Saved entries
■ ■ ■ ■
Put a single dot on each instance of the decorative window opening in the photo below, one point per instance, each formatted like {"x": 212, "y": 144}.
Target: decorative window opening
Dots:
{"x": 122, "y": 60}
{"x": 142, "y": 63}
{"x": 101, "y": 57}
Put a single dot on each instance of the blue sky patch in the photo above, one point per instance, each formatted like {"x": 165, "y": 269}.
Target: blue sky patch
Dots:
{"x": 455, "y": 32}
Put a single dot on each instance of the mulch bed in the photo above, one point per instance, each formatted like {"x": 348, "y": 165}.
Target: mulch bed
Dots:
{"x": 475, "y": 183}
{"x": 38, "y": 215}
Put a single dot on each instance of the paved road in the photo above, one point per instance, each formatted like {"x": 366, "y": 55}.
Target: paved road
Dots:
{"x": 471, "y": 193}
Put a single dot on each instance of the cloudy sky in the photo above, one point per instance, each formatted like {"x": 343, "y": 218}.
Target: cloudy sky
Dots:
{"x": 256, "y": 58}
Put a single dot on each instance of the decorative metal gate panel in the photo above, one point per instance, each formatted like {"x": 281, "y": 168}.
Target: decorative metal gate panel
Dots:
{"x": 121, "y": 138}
■ ■ ■ ■
● YOUR OBJECTIVE:
Each record should be given again exactly as it reads.

● ANSWER SECTION:
Put a single dot on each instance of the decorative window opening in the photo below, one point per instance, each formatted like {"x": 212, "y": 144}.
Target: decorative window opening
Dots:
{"x": 122, "y": 60}
{"x": 142, "y": 63}
{"x": 101, "y": 57}
Put a single dot on each instance of the blue sky patch in the photo above, one point per instance, each formatted like {"x": 165, "y": 269}.
Target: blue sky patch
Dots:
{"x": 455, "y": 32}
Put a single dot on each instance of the mulch bed in the photo above, one point per instance, each formatted like {"x": 348, "y": 165}.
Target: mulch bed
Dots:
{"x": 475, "y": 183}
{"x": 38, "y": 215}
Put a single dot on each instance of the paved road in the photo above, one point per instance, each formatted like {"x": 366, "y": 55}.
Target: paved road
Dots:
{"x": 471, "y": 193}
Put a single dot on each instance of the cloudy sky in the photo above, one point per instance, each formatted like {"x": 343, "y": 218}.
Target: cloudy sky
Dots:
{"x": 256, "y": 58}
Put a single dot on each instance of the decorative metal gate panel in the photo above, one point per instance, each formatted like {"x": 281, "y": 168}.
Target: decorative metal gate panel
Dots:
{"x": 121, "y": 138}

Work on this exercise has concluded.